● **ФРАГМЕНТ ТЕКСТА**
Коллекция предсмертных записок и докладов учителей, собранная самим Министерством образования, подсказывает другую интерпретацию. Возьмем, например, ученическую тетрадь для записи латинских слов, в начале которой каждая страница аккуратно расчерчена на две колонки для тщательно записанных русских слов (“люблю”, “думаю”) и их латинских эквивалентов (“amo”, “cogito”). Однако страницы с обратной стороны тетради покрыты кляксами и несвязными закорючками, каракулями виселиц, черепов и крестов. Последняя запись в той части тетради, где содержались новые слова, выведена причудливым готическим шрифтом: “Что есть Идеал?”
[163] Учителя, готовившие доклад о погибшем мальчике, оказались в полной растерянности, пытаясь найти простую причину его отчаяния. Другая предсмертная записка, оставленная девочкой-подростком, завершалась вопросом: “Какой смысл может иметь жизнь, если чужие, грубые люди могут в любой момент отобрать ее у тебя?”

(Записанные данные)
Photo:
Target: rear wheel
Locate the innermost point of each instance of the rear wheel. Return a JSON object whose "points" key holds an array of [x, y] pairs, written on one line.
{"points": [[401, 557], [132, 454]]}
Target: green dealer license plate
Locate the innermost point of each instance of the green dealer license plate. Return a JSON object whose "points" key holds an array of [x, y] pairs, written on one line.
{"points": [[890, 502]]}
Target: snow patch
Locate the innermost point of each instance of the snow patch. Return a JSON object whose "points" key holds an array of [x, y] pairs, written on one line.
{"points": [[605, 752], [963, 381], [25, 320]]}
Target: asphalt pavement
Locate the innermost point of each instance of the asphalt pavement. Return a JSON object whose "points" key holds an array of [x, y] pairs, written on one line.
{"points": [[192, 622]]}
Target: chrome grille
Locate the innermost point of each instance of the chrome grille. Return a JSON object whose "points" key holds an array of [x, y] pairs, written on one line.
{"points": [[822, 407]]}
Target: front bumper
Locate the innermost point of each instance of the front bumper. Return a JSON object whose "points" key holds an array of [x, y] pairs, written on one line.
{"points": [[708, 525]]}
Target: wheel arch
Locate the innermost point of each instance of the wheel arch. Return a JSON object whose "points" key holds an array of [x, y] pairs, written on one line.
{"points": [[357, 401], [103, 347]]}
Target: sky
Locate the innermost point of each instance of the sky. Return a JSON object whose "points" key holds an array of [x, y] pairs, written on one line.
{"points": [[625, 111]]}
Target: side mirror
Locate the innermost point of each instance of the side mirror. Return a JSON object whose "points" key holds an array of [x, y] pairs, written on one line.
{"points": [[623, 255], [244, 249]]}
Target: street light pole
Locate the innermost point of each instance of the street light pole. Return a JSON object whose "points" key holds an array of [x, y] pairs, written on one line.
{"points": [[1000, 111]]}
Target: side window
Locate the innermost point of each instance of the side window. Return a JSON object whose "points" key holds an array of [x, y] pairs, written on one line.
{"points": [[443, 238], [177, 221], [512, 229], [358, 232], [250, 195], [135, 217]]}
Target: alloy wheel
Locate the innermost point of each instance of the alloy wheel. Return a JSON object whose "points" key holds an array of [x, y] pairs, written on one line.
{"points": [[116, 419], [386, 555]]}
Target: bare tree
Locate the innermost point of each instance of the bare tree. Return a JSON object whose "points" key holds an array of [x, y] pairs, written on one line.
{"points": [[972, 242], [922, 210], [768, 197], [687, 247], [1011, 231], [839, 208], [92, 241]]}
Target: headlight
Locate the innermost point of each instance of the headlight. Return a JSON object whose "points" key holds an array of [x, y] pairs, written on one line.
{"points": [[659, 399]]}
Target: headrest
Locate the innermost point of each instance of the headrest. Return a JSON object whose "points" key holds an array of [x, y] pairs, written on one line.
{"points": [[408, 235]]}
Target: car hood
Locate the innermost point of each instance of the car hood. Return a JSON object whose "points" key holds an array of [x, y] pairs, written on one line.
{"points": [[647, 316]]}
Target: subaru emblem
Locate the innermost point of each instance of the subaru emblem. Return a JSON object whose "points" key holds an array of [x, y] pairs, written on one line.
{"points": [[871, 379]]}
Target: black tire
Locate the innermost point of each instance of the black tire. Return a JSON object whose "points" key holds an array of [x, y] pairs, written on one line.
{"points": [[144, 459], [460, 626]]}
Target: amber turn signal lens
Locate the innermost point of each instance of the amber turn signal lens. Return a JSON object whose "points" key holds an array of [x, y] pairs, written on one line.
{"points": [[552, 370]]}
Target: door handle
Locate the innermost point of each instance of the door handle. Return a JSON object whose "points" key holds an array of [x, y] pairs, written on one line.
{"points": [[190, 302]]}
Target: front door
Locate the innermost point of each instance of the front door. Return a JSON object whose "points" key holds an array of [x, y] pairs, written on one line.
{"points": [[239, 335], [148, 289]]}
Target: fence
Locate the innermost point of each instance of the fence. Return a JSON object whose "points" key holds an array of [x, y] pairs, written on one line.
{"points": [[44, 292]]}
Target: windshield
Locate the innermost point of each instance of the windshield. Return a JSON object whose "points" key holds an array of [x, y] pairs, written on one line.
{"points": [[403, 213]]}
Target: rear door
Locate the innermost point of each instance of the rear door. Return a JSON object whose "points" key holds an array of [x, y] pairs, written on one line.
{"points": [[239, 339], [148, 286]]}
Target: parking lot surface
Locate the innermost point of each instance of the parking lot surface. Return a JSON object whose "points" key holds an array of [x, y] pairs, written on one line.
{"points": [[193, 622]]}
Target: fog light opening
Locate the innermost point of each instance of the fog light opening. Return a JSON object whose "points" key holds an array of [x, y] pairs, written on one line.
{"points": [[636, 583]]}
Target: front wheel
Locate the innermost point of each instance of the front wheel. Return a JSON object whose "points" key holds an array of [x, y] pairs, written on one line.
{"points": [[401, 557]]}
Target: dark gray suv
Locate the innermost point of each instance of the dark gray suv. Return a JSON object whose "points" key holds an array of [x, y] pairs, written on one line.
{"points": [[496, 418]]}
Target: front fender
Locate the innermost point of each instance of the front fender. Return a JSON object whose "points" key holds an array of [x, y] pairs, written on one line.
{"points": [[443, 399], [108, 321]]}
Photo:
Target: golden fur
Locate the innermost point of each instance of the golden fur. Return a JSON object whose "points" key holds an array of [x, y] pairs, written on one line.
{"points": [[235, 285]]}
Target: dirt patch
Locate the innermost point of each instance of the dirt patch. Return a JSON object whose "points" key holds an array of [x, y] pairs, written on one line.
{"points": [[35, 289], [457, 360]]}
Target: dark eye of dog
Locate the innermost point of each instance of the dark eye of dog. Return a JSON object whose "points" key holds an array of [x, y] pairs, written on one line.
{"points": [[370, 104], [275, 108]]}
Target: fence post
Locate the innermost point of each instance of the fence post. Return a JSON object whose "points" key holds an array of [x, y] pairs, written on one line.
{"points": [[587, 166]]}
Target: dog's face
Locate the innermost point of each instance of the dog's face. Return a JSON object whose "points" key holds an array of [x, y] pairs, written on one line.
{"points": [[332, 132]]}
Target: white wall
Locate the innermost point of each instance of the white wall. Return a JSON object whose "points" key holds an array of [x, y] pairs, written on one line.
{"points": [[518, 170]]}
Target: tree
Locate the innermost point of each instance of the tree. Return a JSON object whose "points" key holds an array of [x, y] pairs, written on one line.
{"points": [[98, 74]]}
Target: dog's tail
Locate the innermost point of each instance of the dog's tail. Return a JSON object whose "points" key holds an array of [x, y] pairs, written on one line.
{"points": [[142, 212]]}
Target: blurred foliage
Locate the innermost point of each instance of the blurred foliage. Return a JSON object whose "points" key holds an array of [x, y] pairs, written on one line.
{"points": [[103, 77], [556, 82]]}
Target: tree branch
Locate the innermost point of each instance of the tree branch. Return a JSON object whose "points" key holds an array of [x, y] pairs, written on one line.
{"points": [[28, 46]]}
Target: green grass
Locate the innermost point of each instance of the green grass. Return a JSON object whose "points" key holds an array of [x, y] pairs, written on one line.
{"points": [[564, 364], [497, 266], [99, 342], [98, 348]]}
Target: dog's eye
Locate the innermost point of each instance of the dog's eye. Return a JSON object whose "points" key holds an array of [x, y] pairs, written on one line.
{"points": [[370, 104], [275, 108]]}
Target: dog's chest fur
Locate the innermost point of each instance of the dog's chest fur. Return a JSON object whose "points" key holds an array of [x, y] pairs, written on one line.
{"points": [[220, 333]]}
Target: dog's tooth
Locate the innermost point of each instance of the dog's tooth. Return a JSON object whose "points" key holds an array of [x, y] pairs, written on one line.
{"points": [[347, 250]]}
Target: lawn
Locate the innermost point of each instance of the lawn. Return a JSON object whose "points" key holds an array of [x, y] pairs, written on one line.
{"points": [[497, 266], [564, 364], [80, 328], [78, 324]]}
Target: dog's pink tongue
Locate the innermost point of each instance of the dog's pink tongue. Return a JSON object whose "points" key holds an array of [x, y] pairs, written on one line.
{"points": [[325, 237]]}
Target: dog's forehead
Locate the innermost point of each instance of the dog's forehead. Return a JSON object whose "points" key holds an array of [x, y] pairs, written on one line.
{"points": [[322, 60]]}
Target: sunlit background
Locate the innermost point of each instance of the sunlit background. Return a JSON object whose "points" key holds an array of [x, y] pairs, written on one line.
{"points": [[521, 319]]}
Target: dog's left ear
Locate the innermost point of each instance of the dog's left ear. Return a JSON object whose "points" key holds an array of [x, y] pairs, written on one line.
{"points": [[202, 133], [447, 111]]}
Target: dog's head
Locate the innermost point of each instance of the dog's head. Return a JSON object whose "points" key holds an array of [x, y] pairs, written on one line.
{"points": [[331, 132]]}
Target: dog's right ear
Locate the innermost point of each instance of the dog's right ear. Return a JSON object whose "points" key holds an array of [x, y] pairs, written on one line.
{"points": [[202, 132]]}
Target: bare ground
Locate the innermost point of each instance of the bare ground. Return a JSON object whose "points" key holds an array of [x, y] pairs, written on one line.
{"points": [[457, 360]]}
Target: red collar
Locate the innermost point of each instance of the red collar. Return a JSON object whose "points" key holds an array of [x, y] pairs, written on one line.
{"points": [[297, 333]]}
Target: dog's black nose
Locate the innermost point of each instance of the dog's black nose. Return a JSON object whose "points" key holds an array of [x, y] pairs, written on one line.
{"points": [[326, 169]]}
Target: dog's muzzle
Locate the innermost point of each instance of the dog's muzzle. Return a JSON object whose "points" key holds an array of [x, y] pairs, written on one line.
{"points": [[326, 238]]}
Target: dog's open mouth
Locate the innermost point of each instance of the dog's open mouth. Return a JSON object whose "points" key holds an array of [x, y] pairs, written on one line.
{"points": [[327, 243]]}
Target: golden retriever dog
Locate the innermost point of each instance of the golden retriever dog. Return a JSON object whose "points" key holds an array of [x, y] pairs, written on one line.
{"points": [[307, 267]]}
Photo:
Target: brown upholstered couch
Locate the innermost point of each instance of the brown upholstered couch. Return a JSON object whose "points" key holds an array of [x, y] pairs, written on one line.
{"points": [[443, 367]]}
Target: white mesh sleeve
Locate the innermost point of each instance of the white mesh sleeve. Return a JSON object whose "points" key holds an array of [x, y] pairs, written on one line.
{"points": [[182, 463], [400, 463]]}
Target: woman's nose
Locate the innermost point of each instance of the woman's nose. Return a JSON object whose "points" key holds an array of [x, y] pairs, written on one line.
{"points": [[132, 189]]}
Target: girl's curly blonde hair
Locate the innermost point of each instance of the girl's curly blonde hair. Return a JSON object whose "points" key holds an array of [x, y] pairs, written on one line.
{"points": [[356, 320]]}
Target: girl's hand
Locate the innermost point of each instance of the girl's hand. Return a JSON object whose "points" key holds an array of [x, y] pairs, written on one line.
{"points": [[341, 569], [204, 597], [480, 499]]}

● **УСЛОВИЯ ЗАДАНИЙ**
• a. Ответьте по отрывку о предсмертных записках учеников:
(i) Какие русские слова с их латинскими парами приведены из ученической тетради?
(ii) Каким шрифтом выведена последняя запись в части тетради с новыми словами, и что в ней написано?
(iii) Кто оставил записку, которая кончалась вопросом о смысле жизни?
• b. Подхватите отрывок о предсмертных записках учеников и допишите, что идет после его последней фразы.
Записи здесь не пригодятся.

● **ОТВЕТЫ К ЗАДАНИЯМ**
• a.
(i) "Люблю" и "amo", "думаю" и "cogito".
(ii) Причудливым готическим шрифтом, в ней написано: "Что есть Идеал?"
(iii) Девочка-подросток.

• b.
[164]
Позднее эксперты свяжут эпидемию самоубийств с так называемым “эффектом Вертера”, общепризнанным паттерном подражания, согласно которому определенные резонансные случаи вызывают всплеск подражательных самоубийств
[165]. Однако уже во времена описываемых событий знающие люди либеральных взглядов, придерживавшиеся этого более просвещенного взгляда на проблему, соглашались с тем, что недуг был свидетельством общего кризиса. Отчасти дело было в суровой атмосфере, царившей в русских гимназиях и внушавшей некоторым детям такой ужас, что, по их собственному признанию, многие предпочли бы умереть, нежели провалиться на экзамене; отчасти – в пронизанной жестокостью глубоко укоренившейся практике телесных наказаний, драк на детских площадках, дуэльных поединков
[166]. В некоторых предсмертных записках упоминаются и обычные тревоги подростков: неразделенная любовь, ощущение собственной никчемности, нереализованная жажда приключений. Однако влияние политики, замешанной на конфронтации и противоборстве, оказалось всепроникающим. В некоторых школах войны молодежных группировок отражали антагонизм между различными политическими силами в стране. Существовали группы, называвшие себя черносотенцами (вслед за крайне правыми молодчиками из Союза русского народа или Союза Михаила Архангела, действовавшими в то время), которые нападали на так называемых красных. Те из студентов, кто отказывался примыкать к каким-либо группам, подвергались бойкоту и травле, в то время как противоборствующие стороны не просто враждовали и воевали, но и при любых обстоятельствах отказывались встречаться друг с другом в школе или где-либо еще
[167].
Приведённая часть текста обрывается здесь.